5C.1 Principal rainbands of Hurricanes Katrina and Rita as observed in RAINEX

Tuesday, 29 April 2008: 8:00 AM
Palms H (Wyndham Orlando Resort)
Anthony C. Didlake Jr., University of Washington, Seattle, WA; and R. A. Houze, Jr.

The Hurricane Rainband and Intensity Chance Experiment (RAINEX) successfully observed the principal rainbands of Hurricanes Katrina and Rita using the National Center for Atmospheric Research (NCAR) Electra Doppler radar (ELDORA). This radar captured convective-scale features of the rainband in exceptionally high resolution. RAINEX also employed a high-resolution numerical model that was able to resolve small-scale features similar to those observed by the ELDORA radar and forecast the evolution of the hurricanes' internal structures. The data and model output have been analyzed in ways to determine how the convective-scale motions within the rainband might play an important role in affecting the intensity of the overall storm, as has been suggested by earlier theoretical and modeling studies.

The radar data were first classified into regions of convective and stratiform precipitation by an objective scheme applied to the reflectivity fields. The Doppler radar air motion fields were then analyzed for the convective regions. Statistics from this classification and analysis suggest that the principal rainbands' updrafts, when viewed in high resolution and three-dimensions, strongly resemble those in an eyewall in terms of their dynamic and precipitation structure. The dominant flow patterns within the convective regions consisted of an overturning updraft, a low-level downdraft entering the rainband from the radially outward side, and an upper-level downdraft on its radially inward side. These structures were highly recurrent within the upwind portion of the rainband convection, while downwind structures were weaker and more variable, even though the rainband reflectivity remained strong. An analysis of the high-resolution structures of the cells embedded in the principal rainbands further suggests that they help develop a wind maximum in the vicinity of the rainband. This wind maximum likely interacts with the larger-scale circulation of the hurricane vortex.

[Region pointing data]

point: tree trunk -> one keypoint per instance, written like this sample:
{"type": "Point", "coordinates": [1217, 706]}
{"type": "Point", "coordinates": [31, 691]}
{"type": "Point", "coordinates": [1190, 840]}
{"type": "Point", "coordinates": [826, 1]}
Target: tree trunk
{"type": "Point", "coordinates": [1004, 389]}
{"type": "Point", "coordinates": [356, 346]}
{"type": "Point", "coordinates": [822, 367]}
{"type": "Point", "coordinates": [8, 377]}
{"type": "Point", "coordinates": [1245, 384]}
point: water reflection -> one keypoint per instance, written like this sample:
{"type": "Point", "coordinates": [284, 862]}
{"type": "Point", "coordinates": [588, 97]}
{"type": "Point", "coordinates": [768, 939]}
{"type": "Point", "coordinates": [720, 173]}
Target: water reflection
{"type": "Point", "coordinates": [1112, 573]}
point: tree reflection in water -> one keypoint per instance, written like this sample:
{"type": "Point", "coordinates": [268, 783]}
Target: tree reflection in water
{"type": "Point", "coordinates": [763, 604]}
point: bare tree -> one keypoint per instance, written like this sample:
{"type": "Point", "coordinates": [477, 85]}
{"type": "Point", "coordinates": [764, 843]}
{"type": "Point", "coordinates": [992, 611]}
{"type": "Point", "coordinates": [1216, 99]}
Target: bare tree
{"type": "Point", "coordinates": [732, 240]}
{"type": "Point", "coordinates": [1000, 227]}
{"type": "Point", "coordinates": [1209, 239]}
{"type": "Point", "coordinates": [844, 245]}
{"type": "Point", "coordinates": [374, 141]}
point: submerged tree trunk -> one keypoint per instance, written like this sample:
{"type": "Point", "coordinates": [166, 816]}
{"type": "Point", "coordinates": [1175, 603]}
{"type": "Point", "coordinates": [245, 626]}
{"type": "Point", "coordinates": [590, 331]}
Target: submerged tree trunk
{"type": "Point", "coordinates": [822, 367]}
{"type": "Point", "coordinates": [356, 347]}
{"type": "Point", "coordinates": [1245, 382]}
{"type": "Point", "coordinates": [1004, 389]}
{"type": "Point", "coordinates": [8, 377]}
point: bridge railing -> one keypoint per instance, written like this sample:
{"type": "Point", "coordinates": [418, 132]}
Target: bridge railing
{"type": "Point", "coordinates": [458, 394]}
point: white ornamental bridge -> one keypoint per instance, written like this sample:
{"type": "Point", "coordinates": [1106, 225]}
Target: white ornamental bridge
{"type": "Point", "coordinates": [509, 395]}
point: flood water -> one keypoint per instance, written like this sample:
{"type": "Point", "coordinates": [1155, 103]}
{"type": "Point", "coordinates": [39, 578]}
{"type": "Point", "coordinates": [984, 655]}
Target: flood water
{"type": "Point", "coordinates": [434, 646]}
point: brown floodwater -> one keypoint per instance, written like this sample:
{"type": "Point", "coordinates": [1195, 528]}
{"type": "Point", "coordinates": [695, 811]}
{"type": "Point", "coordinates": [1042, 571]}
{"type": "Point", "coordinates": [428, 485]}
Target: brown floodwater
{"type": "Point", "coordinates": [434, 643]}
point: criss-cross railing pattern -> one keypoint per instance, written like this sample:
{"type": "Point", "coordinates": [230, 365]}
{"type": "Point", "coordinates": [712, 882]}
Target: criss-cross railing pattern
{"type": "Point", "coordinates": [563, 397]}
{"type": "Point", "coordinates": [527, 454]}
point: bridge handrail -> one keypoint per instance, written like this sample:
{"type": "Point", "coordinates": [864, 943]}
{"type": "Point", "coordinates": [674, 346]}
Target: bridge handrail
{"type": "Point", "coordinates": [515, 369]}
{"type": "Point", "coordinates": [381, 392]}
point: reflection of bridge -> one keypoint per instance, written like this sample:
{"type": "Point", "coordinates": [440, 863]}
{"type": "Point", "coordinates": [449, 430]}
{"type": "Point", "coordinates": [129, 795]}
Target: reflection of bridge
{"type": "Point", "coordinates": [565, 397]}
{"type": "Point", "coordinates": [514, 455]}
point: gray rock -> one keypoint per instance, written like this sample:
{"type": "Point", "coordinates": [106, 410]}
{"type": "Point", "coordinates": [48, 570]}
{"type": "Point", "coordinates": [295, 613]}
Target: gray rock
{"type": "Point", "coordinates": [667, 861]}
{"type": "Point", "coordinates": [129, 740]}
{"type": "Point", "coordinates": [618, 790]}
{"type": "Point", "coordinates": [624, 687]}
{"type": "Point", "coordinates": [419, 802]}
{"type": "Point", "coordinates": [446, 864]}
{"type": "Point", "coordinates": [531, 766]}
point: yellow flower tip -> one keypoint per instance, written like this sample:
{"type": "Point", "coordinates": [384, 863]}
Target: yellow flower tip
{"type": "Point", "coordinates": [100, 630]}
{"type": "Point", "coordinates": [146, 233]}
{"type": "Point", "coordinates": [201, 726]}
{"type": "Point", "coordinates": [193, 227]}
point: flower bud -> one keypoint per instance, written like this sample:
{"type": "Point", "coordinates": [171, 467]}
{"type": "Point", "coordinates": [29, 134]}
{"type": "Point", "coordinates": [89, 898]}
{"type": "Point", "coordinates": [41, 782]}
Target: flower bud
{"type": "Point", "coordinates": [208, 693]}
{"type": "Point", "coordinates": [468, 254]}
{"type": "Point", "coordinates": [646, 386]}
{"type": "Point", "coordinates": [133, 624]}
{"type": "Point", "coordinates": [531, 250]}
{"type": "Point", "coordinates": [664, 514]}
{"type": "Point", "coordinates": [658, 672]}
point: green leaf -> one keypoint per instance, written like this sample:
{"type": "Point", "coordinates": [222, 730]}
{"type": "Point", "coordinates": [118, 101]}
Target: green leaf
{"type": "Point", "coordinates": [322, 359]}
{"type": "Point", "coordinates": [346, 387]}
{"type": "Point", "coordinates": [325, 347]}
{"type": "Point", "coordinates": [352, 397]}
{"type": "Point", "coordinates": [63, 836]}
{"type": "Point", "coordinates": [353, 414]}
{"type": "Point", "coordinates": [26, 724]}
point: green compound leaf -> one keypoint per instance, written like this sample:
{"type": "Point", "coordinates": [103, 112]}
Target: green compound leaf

- List of tasks -
• a. In the rainband abstract, which radar did RAINEX use to observe the principal rainbands of Hurricanes Katrina and Rita?
• b. From the rainband abstract, pull out word for word the passage starting with "The Hurricane Rainband" and going on through "and modeling studies.".

- List of answers -
• a. The National Center for Atmospheric Research (NCAR) Electra Doppler radar (ELDORA).

• b.
The Hurricane Rainband and Intensity Chance Experiment (RAINEX) successfully observed the principal rainbands of Hurricanes Katrina and Rita using the National Center for Atmospheric Research (NCAR) Electra Doppler radar (ELDORA). This radar captured convective-scale features of the rainband in exceptionally high resolution. RAINEX also employed a high-resolution numerical model that was able to resolve small-scale features similar to those observed by the ELDORA radar and forecast the evolution of the hurricanes' internal structures. The data and model output have been analyzed in ways to determine how the convective-scale motions within the rainband might play an important role in affecting the intensity of the overall storm, as has been suggested by earlier theoretical and modeling studies.